[start TASK MATERIAL]
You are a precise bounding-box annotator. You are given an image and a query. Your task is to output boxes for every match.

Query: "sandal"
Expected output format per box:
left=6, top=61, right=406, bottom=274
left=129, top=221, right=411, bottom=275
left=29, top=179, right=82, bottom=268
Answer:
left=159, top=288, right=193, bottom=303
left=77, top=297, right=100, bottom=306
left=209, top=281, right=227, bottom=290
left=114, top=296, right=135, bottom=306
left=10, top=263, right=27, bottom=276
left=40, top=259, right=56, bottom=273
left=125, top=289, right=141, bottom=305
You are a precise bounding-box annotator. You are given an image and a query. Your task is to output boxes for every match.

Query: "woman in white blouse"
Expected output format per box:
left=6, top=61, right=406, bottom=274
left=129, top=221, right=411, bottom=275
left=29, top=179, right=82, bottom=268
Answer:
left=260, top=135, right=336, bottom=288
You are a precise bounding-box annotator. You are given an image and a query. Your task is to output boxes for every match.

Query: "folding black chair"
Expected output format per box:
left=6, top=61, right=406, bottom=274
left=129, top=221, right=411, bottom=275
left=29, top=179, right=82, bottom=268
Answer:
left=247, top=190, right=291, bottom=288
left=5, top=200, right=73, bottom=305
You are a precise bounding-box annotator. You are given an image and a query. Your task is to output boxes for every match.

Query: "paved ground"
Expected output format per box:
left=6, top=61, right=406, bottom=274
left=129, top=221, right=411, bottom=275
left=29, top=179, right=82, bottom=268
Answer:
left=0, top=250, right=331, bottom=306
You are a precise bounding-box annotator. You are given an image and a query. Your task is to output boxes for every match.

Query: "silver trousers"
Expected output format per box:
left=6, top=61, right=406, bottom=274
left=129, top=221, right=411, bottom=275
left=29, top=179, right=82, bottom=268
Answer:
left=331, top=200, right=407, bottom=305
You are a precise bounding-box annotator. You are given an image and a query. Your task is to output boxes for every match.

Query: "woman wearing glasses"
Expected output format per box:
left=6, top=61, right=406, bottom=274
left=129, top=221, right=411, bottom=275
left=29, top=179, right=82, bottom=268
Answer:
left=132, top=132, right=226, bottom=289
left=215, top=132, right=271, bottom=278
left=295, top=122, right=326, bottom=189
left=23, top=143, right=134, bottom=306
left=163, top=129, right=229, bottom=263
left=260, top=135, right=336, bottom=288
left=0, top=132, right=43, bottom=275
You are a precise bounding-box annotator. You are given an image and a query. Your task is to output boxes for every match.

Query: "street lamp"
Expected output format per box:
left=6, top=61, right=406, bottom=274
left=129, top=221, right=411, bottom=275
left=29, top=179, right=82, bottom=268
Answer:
[end TASK MATERIAL]
» DIRECTIVE
Recast every line of the records above as one numbered list, omitting blank lines.

» COMPLETE RESPONSE
1. You are a precise bounding-box annotator. You are given an image and a query. Your task is to output boxes for every match.
2. Query: "sandal"
3. Expected output format per box:
4. left=6, top=61, right=406, bottom=274
5. left=129, top=221, right=411, bottom=275
6. left=29, top=179, right=82, bottom=268
7. Answer:
8. left=159, top=288, right=193, bottom=303
9. left=77, top=297, right=100, bottom=306
10. left=209, top=281, right=227, bottom=290
11. left=114, top=296, right=135, bottom=306
12. left=10, top=263, right=27, bottom=276
13. left=40, top=259, right=56, bottom=273
14. left=125, top=289, right=141, bottom=305
15. You are a precise bounding-box annotator. You are given an image and a query. Your task is to output boxes for every match.
16. Query: "woman in white blouse"
17. Expected output format per box:
18. left=6, top=61, right=406, bottom=274
19. left=129, top=221, right=411, bottom=275
20. left=29, top=179, right=82, bottom=268
21. Answer:
22. left=260, top=135, right=336, bottom=288
23. You are a precise bounding-box annotator. You are given an image and a query. Your task is to output boxes for every match.
24. Query: "folding black chair"
25. Expected output format per box:
26. left=6, top=61, right=406, bottom=274
27. left=129, top=221, right=411, bottom=275
28. left=29, top=179, right=82, bottom=268
29. Answer:
30. left=247, top=190, right=291, bottom=288
31. left=5, top=200, right=73, bottom=305
32. You are a precise bounding-box annotator. You are given an image and a query. Your task is to output boxes for every match.
33. Query: "paved ground"
34. Expected output format per box:
35. left=6, top=61, right=406, bottom=274
36. left=129, top=221, right=411, bottom=275
37. left=29, top=179, right=82, bottom=268
38. Answer:
39. left=0, top=250, right=331, bottom=306
40. You are a precise bounding-box annotator. You are given an image and a query. Your task is to output boxes for every match.
41. Query: "silver trousers"
42. Expected output format per box:
43. left=6, top=61, right=406, bottom=274
44. left=129, top=221, right=411, bottom=275
45. left=29, top=179, right=82, bottom=268
46. Answer:
47. left=331, top=200, right=407, bottom=305
48. You are a precise bounding-box annotator. You are given an image and a query. Your task is to output boxes for every match.
49. Query: "woman wearing glasses"
50. Expected output format per box:
51. left=6, top=61, right=406, bottom=274
52. left=129, top=221, right=411, bottom=275
53. left=29, top=179, right=82, bottom=268
54. Answer:
55. left=132, top=132, right=226, bottom=289
56. left=215, top=132, right=271, bottom=278
57. left=295, top=122, right=326, bottom=189
58. left=23, top=143, right=134, bottom=306
59. left=163, top=129, right=229, bottom=263
60. left=260, top=135, right=336, bottom=288
61. left=0, top=132, right=43, bottom=275
62. You are a precise bounding-box annotator. You are given an image and a query. Your task is to output boxes for every match.
63. Query: "street lamp"
64. Expected output format per box:
65. left=6, top=61, right=406, bottom=274
66. left=129, top=221, right=411, bottom=275
67. left=29, top=179, right=82, bottom=268
68. Answer:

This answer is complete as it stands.